* Ejercicio breve 1: Copia sin cambios las líneas de los registros que van desde la que contiene "Where can the white n95" hasta la que contiene "x=785, y=295", ambas incluidas.
====== Fragmento
Ya en el Génesis del Antiguo Testamento (atemporal, por supuesto) se habla de un árbol del bien y del mal, del cual ni Adán ni Eva, las primeras criaturas concebidas por Dios, pueden comer. Es el árbol precisamente de la inteligencia, de la consciencia, del “libre albedrío” que le dará al hombre la posibilidad de reconocerse y dirigir su vida con mente propia, bajo propio juicio y criterio, pero que al mismo tiempo lo desterrará del paraíso. (¿Libertad o dependencia eterna?) ¡Vaya tarea la de asumir tal desobediencia de no comer de aquel árbol!
En el mito griego (también atemporal y muchísimo tiempo antes del mismo Homero) es Prometeo quien no desobedecerá como lo hiciera Adán, pero engañará a Zeus y robará luego el fuego divino (la inteligencia) del templo de los dioses para dárselo a los hombres y éstos puedan valerse por sí mismos.
Tal hazaña le costó a Prometeo ser castigado de por vida, encadenado a una enorme roca y expuesto a que cada día una gran ave le comiera el hígado, órgano que, en esos tiempos, los griegos creían que estaba el alma.
============
====== Datos proporcionados
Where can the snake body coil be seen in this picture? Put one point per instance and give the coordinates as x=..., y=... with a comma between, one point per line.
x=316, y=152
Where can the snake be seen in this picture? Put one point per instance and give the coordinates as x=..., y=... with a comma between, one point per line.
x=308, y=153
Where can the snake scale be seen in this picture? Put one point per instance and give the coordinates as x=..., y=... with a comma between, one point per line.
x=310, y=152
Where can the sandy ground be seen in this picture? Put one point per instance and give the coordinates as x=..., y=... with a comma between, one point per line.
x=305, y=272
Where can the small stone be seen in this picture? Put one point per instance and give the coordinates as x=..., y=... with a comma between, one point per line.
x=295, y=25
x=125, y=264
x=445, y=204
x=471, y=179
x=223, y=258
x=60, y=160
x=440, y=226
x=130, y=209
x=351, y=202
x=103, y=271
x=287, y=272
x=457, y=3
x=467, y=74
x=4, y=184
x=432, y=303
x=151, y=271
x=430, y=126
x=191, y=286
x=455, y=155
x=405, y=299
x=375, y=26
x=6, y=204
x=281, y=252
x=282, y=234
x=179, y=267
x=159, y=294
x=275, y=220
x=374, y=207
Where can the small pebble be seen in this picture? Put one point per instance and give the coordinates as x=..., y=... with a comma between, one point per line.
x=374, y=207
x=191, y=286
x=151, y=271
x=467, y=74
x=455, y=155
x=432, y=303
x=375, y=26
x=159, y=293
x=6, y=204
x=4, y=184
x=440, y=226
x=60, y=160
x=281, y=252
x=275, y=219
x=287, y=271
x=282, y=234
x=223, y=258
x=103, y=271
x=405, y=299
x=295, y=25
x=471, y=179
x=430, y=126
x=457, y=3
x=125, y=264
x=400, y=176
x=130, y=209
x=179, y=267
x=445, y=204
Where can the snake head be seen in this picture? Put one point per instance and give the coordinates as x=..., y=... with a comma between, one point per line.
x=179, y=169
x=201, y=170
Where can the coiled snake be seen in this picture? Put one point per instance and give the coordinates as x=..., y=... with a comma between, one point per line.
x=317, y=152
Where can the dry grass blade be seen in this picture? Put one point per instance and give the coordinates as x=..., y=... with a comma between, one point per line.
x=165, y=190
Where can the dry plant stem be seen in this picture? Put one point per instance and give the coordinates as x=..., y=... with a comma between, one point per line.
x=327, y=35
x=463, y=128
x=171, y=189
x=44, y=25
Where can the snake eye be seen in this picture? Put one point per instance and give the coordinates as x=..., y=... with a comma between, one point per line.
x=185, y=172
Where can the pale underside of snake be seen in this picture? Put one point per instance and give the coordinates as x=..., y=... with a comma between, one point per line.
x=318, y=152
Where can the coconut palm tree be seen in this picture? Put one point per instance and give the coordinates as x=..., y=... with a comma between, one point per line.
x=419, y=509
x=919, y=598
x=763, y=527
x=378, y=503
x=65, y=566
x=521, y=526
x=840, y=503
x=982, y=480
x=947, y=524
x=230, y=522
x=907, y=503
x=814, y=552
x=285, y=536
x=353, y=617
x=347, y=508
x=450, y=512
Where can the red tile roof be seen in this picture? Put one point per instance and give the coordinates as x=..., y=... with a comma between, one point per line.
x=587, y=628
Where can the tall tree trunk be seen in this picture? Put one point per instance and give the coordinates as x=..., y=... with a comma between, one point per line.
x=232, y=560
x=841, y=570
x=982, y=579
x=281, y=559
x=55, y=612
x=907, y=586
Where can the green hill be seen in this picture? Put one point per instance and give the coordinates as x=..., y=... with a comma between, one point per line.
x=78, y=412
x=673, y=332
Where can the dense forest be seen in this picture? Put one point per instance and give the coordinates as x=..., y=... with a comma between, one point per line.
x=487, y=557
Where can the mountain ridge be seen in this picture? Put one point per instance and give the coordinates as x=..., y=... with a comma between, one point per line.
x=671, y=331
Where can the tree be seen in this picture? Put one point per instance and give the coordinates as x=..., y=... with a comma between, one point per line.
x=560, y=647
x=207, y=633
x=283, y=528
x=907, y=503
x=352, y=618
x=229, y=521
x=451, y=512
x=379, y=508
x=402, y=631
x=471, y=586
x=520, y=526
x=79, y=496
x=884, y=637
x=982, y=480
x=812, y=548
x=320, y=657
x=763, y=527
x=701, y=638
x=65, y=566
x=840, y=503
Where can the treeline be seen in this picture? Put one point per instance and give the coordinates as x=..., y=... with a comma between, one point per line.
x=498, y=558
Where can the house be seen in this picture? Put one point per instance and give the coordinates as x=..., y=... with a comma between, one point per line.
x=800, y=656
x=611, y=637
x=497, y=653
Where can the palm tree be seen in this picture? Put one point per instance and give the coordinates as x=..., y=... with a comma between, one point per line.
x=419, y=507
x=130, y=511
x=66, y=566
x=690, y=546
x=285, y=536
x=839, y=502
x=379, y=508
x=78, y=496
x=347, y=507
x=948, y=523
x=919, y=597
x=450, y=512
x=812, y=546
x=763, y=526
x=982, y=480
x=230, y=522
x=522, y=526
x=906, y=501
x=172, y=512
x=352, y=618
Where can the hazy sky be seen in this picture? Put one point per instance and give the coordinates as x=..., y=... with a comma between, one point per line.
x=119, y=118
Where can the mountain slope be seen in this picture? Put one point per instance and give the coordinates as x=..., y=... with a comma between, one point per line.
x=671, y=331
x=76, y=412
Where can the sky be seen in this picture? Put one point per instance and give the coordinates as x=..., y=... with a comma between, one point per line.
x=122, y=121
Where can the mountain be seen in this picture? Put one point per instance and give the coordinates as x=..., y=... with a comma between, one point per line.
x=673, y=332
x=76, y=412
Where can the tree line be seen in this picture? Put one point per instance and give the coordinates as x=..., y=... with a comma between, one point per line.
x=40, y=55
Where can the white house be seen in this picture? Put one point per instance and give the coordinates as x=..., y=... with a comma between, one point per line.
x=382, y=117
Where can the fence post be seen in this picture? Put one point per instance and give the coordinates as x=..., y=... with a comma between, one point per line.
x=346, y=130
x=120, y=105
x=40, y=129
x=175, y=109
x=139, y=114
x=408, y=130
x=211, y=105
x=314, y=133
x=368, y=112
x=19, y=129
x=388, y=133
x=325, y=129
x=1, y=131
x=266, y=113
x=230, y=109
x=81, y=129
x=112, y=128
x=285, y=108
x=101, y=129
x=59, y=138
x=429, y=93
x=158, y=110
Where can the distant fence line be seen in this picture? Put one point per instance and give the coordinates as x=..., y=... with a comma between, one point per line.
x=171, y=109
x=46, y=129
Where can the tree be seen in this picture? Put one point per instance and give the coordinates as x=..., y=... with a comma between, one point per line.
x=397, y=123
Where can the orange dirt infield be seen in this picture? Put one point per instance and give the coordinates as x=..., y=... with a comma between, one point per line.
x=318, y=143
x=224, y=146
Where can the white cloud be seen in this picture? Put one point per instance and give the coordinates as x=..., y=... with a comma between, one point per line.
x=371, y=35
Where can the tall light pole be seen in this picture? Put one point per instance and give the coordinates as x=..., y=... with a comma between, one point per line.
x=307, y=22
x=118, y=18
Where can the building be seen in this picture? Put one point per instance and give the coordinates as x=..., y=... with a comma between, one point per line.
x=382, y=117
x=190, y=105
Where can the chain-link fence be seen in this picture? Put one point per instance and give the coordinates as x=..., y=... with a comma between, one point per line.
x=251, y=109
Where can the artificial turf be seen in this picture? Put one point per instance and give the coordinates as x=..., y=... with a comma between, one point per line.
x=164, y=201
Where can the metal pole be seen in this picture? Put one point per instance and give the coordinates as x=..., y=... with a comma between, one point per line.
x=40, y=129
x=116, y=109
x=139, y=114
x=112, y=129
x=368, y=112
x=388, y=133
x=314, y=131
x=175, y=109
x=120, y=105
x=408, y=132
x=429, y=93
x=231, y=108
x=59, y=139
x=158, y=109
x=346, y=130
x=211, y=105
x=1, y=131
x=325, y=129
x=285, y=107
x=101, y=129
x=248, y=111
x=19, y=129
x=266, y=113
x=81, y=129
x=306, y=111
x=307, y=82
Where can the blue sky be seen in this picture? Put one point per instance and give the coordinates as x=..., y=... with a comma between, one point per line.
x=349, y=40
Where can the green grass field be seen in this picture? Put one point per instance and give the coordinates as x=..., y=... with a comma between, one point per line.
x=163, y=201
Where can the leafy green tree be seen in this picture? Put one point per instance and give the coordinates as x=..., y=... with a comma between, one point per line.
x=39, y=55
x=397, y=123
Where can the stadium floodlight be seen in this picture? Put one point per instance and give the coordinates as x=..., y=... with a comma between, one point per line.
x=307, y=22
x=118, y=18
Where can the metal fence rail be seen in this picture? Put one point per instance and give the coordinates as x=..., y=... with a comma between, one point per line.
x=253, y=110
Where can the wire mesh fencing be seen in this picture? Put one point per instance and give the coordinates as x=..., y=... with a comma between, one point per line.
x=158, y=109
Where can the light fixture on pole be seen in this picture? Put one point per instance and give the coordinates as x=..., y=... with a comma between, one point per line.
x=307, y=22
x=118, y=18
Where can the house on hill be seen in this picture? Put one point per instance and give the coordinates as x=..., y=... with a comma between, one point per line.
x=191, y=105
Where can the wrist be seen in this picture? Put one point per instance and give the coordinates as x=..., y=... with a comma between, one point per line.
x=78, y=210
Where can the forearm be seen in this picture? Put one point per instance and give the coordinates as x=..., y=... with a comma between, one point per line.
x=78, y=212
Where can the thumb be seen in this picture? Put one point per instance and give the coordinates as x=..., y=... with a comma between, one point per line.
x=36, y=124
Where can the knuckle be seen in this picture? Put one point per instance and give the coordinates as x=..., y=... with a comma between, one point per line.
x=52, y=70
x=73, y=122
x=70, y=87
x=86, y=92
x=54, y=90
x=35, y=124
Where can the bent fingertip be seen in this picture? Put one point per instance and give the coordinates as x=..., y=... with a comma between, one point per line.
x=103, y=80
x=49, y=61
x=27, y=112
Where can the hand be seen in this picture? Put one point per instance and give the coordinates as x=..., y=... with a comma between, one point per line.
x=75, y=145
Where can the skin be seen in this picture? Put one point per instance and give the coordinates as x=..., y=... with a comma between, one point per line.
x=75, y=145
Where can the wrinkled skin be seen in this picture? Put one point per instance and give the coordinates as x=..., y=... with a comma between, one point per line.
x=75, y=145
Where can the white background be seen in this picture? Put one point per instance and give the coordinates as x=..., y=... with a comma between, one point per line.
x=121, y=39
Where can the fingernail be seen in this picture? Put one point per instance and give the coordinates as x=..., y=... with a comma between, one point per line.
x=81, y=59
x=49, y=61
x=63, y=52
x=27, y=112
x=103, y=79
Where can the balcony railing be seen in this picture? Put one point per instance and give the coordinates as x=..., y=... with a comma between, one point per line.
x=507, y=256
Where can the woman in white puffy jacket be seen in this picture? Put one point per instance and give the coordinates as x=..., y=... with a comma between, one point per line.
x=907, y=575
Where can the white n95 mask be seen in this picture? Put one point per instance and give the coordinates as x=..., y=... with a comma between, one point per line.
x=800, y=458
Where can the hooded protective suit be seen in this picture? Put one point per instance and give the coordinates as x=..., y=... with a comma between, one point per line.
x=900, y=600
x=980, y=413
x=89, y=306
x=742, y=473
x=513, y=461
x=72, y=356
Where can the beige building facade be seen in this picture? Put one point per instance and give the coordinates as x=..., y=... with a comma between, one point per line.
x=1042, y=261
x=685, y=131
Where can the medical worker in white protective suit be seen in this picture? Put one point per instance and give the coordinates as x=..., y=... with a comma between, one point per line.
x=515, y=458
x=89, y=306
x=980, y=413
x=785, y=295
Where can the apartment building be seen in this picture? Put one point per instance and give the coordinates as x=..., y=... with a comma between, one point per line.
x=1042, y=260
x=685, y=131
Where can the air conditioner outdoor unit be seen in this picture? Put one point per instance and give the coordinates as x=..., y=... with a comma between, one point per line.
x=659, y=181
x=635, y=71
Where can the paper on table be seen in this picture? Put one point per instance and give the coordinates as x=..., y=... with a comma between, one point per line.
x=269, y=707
============
* Ejercicio breve 2: Repite tal cual la parte del fragmento que va de "Ya en el Génesis" a "por sí mismos.", ambos incluidos.

* Respuesta correcta 1:
Where can the white n95 mask be seen in this picture? Put one point per instance and give the coordinates as x=..., y=... with a comma between, one point per line.
x=800, y=458
Where can the hooded protective suit be seen in this picture? Put one point per instance and give the coordinates as x=..., y=... with a comma between, one point per line.
x=900, y=600
x=980, y=413
x=89, y=306
x=742, y=473
x=513, y=461
x=72, y=356
Where can the beige building facade be seen in this picture? Put one point per instance and give the coordinates as x=..., y=... with a comma between, one point per line.
x=1042, y=261
x=685, y=131
Where can the medical worker in white protective suit be seen in this picture? Put one point per instance and give the coordinates as x=..., y=... with a comma between, one point per line.
x=515, y=458
x=89, y=306
x=980, y=413
x=785, y=295

* Respuesta correcta 2:
Ya en el Génesis del Antiguo Testamento (atemporal, por supuesto) se habla de un árbol del bien y del mal, del cual ni Adán ni Eva, las primeras criaturas concebidas por Dios, pueden comer. Es el árbol precisamente de la inteligencia, de la consciencia, del “libre albedrío” que le dará al hombre la posibilidad de reconocerse y dirigir su vida con mente propia, bajo propio juicio y criterio, pero que al mismo tiempo lo desterrará del paraíso. (¿Libertad o dependencia eterna?) ¡Vaya tarea la de asumir tal desobediencia de no comer de aquel árbol!
En el mito griego (también atemporal y muchísimo tiempo antes del mismo Homero) es Prometeo quien no desobedecerá como lo hiciera Adán, pero engañará a Zeus y robará luego el fuego divino (la inteligencia) del templo de los dioses para dárselo a los hombres y éstos puedan valerse por sí mismos.